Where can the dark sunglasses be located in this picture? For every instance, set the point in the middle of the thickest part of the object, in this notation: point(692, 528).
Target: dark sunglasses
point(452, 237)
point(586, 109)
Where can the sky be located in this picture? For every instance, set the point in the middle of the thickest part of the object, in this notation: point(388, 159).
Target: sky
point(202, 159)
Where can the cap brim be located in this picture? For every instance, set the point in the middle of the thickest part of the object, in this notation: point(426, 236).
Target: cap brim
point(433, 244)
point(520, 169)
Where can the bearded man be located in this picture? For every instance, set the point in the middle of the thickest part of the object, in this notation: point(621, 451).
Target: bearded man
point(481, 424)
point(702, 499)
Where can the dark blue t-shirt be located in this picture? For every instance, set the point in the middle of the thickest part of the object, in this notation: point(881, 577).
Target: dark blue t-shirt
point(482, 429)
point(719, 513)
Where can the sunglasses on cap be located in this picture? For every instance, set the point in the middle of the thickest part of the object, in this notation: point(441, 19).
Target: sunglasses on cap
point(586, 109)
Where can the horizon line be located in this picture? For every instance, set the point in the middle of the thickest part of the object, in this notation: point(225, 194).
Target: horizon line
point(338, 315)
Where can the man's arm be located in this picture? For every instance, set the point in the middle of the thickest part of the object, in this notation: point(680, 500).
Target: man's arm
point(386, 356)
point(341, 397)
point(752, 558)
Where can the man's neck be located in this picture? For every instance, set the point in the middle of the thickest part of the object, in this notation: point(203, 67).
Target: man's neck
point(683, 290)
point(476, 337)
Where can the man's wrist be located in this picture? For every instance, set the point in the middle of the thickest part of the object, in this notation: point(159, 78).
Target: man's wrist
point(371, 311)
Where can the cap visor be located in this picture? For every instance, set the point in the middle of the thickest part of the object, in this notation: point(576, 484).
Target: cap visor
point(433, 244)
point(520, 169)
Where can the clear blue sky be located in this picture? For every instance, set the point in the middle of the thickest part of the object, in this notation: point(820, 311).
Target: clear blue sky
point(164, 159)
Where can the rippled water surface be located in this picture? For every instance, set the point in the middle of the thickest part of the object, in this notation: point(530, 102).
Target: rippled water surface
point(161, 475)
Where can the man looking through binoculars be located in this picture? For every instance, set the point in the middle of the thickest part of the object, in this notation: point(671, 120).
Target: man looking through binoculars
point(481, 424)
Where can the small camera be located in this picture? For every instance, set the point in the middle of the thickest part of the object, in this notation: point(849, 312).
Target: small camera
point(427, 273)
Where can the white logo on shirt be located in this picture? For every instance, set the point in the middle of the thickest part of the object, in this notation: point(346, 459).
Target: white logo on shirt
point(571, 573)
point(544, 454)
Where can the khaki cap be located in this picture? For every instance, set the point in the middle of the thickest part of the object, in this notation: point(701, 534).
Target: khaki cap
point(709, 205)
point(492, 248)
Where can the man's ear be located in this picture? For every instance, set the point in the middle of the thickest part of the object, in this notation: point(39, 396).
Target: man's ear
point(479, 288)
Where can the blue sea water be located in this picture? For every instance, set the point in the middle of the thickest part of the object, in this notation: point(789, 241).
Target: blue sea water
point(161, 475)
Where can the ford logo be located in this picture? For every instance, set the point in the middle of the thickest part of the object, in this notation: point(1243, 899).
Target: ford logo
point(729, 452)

──────

What is expected - Once you reach the line containing "Target: blue sea water", output that line and each one after it exactly, ending with the final line of the listing and adding nothing else.

Completed exercise -
Target: blue sea water
point(161, 475)
Where can the ford logo be located in this picture? For every instance, set the point in the middle of the thickest part of the object, in this notation: point(1243, 899).
Target: ford logo
point(729, 452)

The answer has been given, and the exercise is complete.